→ What you should do
In your copy of the data, omit the pictures and keep all else exactly as given.

→ Records provided
○ ○ ○
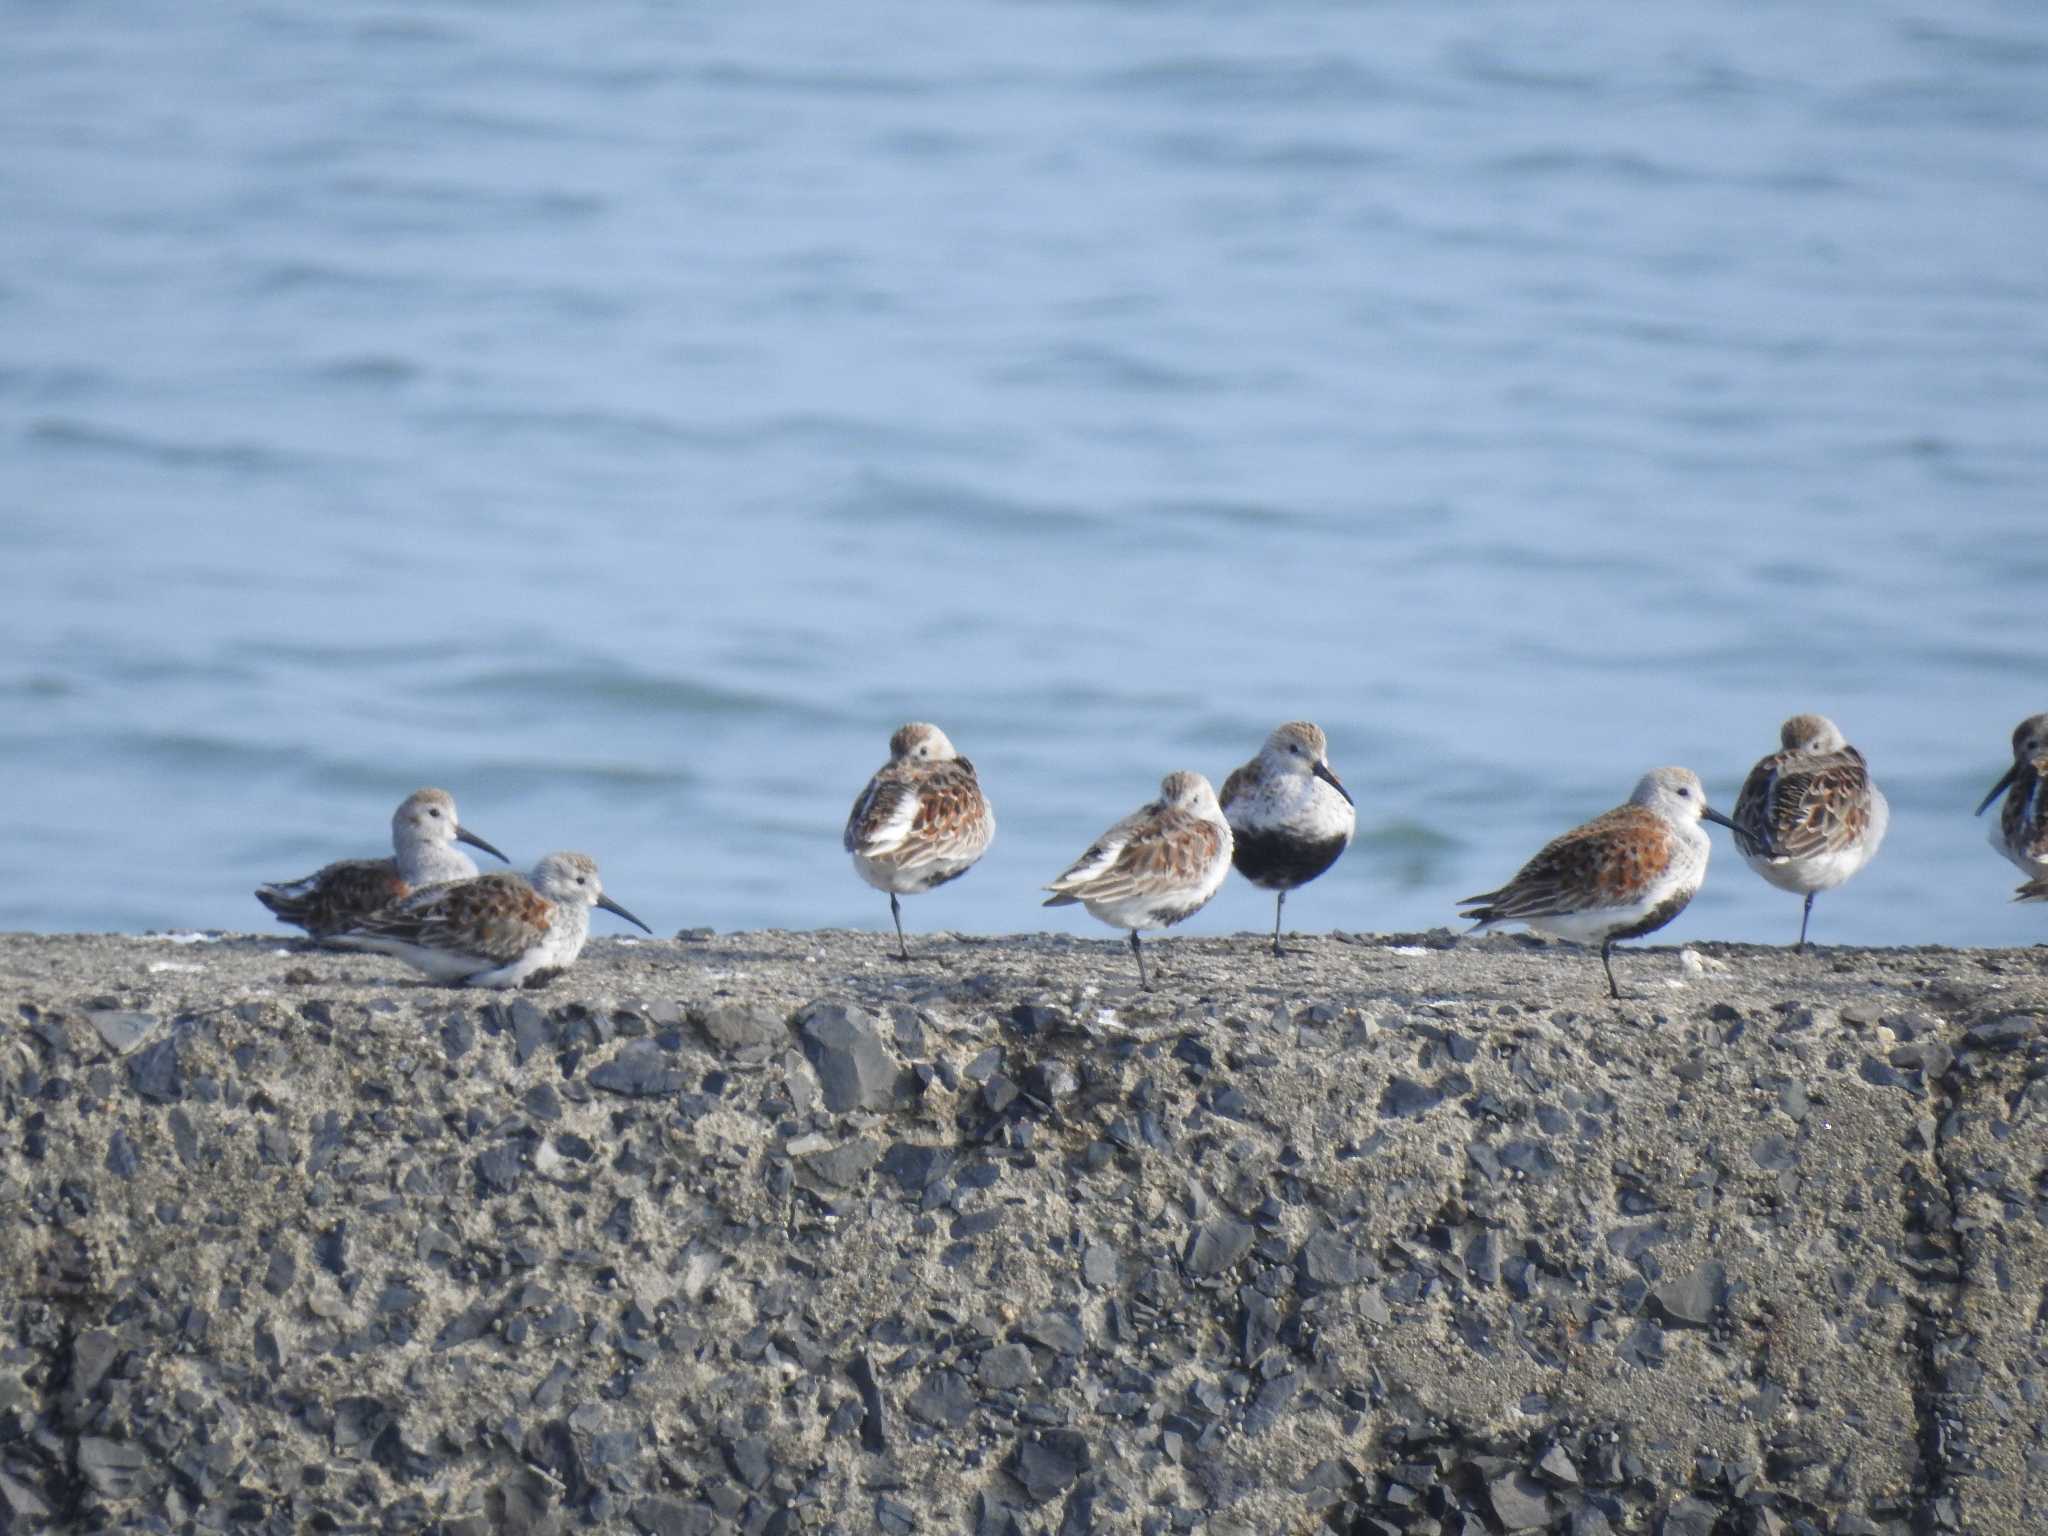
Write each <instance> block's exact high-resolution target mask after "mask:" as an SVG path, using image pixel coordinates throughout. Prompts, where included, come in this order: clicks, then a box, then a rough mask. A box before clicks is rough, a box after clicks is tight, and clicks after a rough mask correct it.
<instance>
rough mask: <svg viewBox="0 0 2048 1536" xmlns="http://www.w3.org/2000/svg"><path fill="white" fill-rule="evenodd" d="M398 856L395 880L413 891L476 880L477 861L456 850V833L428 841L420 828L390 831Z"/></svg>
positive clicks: (446, 831) (392, 839) (414, 827)
mask: <svg viewBox="0 0 2048 1536" xmlns="http://www.w3.org/2000/svg"><path fill="white" fill-rule="evenodd" d="M391 844H393V850H395V852H397V877H399V879H401V881H406V885H410V887H412V889H414V891H418V889H420V887H422V885H444V883H446V881H473V879H477V860H473V858H471V856H469V854H465V852H463V850H461V848H457V846H455V829H453V827H449V831H446V836H444V838H430V836H428V834H426V831H422V829H420V827H406V829H403V831H393V838H391Z"/></svg>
○ ○ ○
→ Your solution
Write each <instance> block's exact high-resolution target mask after "mask:" as an SVG path, using image pixel coordinates throughout. Prompts, where included, come in this order: clicks, then a box, then a rough mask. A box before clicks is rough, a box after clicks is tight, and clicks after a rough mask correct it.
<instance>
rough mask: <svg viewBox="0 0 2048 1536" xmlns="http://www.w3.org/2000/svg"><path fill="white" fill-rule="evenodd" d="M398 856L395 880L413 891L476 880L477 861L456 850V833L428 841L420 828L390 831Z"/></svg>
positive clicks: (446, 831) (392, 839) (414, 827)
mask: <svg viewBox="0 0 2048 1536" xmlns="http://www.w3.org/2000/svg"><path fill="white" fill-rule="evenodd" d="M391 844H393V850H395V852H397V877H399V879H401V881H406V885H410V887H412V889H414V891H418V889H420V887H422V885H444V883H446V881H473V879H477V860H473V858H471V856H469V854H465V852H463V850H461V848H457V846H455V829H453V827H449V831H446V836H444V838H430V836H428V834H426V831H422V829H420V827H406V829H403V831H393V838H391Z"/></svg>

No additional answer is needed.